PROBLEM TO WORK ON:
Give back exactly the lines from the one containing "of the group" through the end of the records, including both, and no others.

Coordinate labeling data:
★ ★ ★ ★ ★ ★ ★
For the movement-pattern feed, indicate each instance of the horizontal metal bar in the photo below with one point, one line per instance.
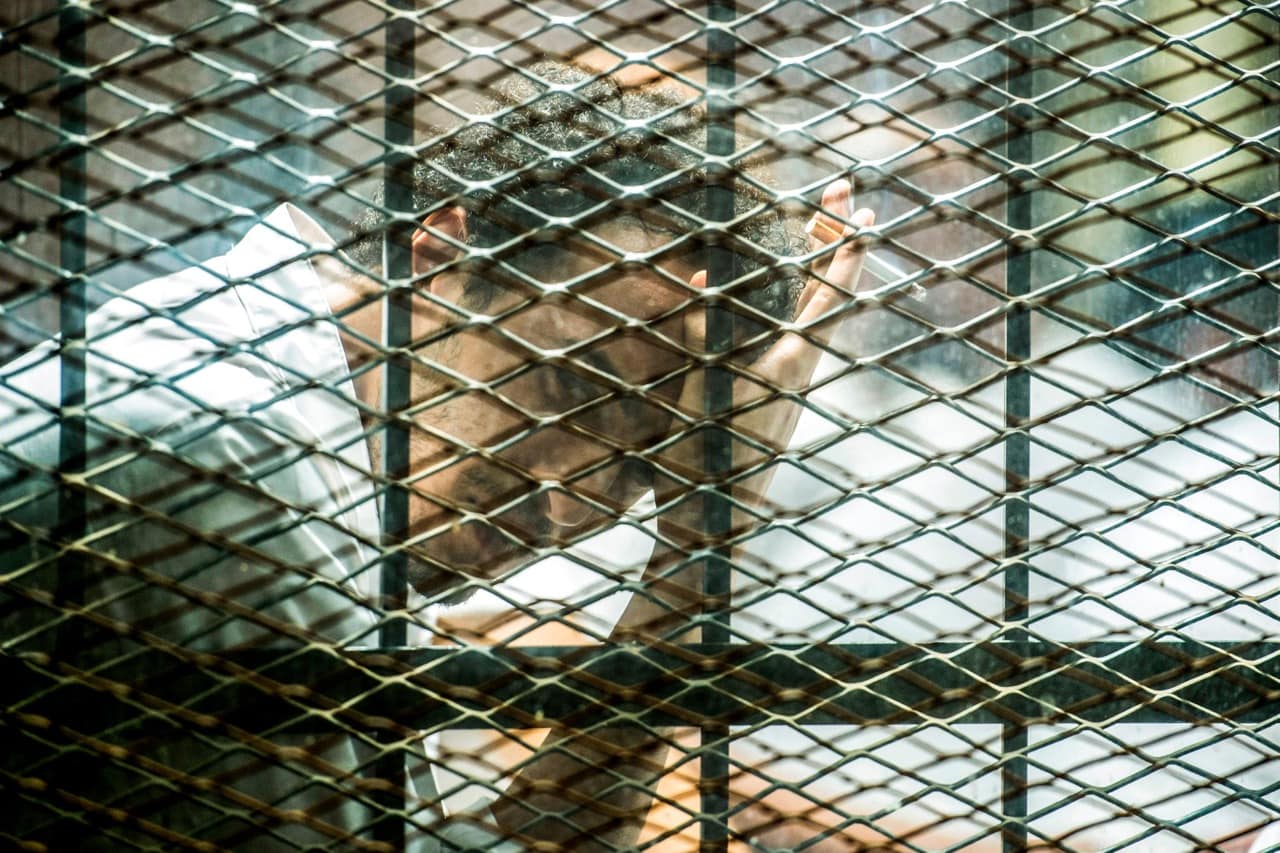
(588, 685)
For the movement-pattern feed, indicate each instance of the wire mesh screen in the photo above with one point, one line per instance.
(639, 424)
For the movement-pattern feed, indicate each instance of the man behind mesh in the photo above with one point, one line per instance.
(234, 414)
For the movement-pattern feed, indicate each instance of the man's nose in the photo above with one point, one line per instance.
(565, 510)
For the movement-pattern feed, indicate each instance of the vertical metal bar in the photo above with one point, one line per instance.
(72, 311)
(718, 451)
(1018, 283)
(398, 272)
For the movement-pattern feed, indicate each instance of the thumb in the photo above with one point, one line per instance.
(695, 345)
(695, 316)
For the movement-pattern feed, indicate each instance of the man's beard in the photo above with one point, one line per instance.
(455, 564)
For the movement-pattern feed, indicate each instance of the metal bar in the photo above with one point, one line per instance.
(740, 683)
(72, 311)
(398, 273)
(718, 448)
(1018, 283)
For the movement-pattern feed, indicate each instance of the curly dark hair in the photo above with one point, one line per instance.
(563, 145)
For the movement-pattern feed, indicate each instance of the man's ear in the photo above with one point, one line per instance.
(430, 247)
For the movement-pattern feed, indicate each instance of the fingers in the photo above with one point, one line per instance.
(828, 223)
(695, 318)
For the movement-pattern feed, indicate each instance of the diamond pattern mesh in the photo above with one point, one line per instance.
(549, 477)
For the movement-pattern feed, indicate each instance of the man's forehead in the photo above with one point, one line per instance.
(627, 306)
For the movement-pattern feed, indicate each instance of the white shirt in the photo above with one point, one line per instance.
(231, 505)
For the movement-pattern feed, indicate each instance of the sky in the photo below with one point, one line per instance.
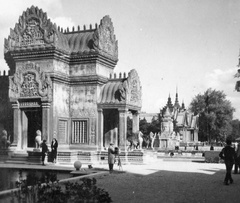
(183, 45)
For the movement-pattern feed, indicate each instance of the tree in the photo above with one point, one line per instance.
(215, 115)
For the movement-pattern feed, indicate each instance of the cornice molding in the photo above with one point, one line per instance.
(78, 80)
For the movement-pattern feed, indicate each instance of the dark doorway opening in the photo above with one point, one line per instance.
(111, 127)
(34, 119)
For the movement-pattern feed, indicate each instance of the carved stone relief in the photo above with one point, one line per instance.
(83, 101)
(130, 91)
(34, 28)
(83, 69)
(93, 131)
(30, 81)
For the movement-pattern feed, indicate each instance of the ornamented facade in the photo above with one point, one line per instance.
(177, 124)
(59, 82)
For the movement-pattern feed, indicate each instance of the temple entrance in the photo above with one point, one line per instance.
(111, 120)
(32, 121)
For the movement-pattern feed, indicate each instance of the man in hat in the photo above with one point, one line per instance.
(111, 157)
(44, 151)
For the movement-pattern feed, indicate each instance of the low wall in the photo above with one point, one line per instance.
(212, 157)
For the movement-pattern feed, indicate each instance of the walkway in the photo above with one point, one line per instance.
(165, 181)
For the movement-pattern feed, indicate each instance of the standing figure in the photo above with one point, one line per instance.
(54, 146)
(44, 151)
(237, 161)
(111, 157)
(38, 139)
(228, 155)
(4, 141)
(140, 139)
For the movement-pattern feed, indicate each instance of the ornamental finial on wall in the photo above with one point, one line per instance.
(33, 28)
(104, 39)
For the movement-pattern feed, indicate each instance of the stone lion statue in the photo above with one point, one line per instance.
(38, 139)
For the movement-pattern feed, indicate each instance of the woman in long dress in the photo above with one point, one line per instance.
(54, 146)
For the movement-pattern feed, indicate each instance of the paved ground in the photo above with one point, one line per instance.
(171, 182)
(166, 181)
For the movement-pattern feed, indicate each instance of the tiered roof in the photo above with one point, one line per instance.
(35, 32)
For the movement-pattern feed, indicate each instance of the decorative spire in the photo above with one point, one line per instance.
(183, 105)
(176, 104)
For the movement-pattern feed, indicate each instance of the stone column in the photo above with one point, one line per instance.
(135, 122)
(17, 134)
(122, 129)
(100, 130)
(46, 121)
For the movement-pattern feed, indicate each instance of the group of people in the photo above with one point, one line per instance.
(53, 154)
(230, 157)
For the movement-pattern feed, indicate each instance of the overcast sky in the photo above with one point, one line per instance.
(188, 44)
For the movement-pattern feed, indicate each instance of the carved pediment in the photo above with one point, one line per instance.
(104, 39)
(33, 28)
(29, 81)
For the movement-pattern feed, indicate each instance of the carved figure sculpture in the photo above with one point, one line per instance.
(152, 138)
(38, 139)
(140, 139)
(5, 143)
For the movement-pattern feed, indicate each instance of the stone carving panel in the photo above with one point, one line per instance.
(83, 101)
(130, 91)
(93, 131)
(83, 69)
(30, 81)
(104, 38)
(33, 28)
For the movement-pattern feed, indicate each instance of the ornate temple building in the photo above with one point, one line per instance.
(62, 83)
(177, 124)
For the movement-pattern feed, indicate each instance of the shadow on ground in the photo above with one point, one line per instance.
(171, 186)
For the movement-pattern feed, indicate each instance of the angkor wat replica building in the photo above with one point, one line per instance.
(62, 83)
(178, 126)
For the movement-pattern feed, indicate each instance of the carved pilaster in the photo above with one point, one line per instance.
(46, 120)
(122, 129)
(17, 135)
(100, 129)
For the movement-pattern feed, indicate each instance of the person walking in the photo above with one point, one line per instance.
(44, 151)
(54, 146)
(111, 157)
(229, 156)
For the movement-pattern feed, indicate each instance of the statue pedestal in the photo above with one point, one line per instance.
(35, 156)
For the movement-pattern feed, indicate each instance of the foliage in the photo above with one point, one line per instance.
★ ★ ★ ★ ★ ★ ★
WORKED ANSWER:
For the movement-pattern feed, indicate each instance of the group of people in the photo above with one point, one line per instance.
(53, 154)
(230, 157)
For the movement-pattern feed, indicate each instance of the overcast sky in the photo above with one point, one line per instance.
(188, 44)
For the movement-pattern feed, indicate each instance of the carved pediment in the photo above with one point, one line per instance.
(104, 39)
(33, 28)
(29, 81)
For the movement-pattern feed, indicate each instance of the carved figure sculpture in the photo above with one point, one line per instance.
(152, 138)
(38, 139)
(140, 139)
(5, 143)
For the movement-pattern feed, indicate each instance of the stone carving panel in the photo above with one point, one line per instance.
(83, 101)
(130, 91)
(93, 131)
(83, 69)
(30, 81)
(104, 38)
(33, 28)
For the movement-pattern feed, indicate each instance of the ornate temple building in the photo above with one point, one line per instance.
(62, 83)
(177, 124)
For the movement-pattern feed, indicate each instance of the shadow on ground in the photo above with one point, one line per instance.
(171, 186)
For the movement-pattern feed, indicate each instance of the angkor wat replica building in the photo above with one point, one line per instance.
(62, 83)
(178, 126)
For the movement-pattern feed, indicate each instance of the carved pilaster in the photo above with one point, one line per instance.
(46, 120)
(122, 129)
(17, 135)
(100, 129)
For the movement-pattern feed, indicate each instance of the person walking in the photo above with one point, one line per instance.
(44, 151)
(54, 146)
(111, 157)
(229, 156)
For the movement-pattern feed, indicate each instance of the statue pedestal in the photo above with one point, one line per instance.
(35, 156)
For the movement-pattern feed, indicate each instance of the foliage in the photo above with one point, one line per instance.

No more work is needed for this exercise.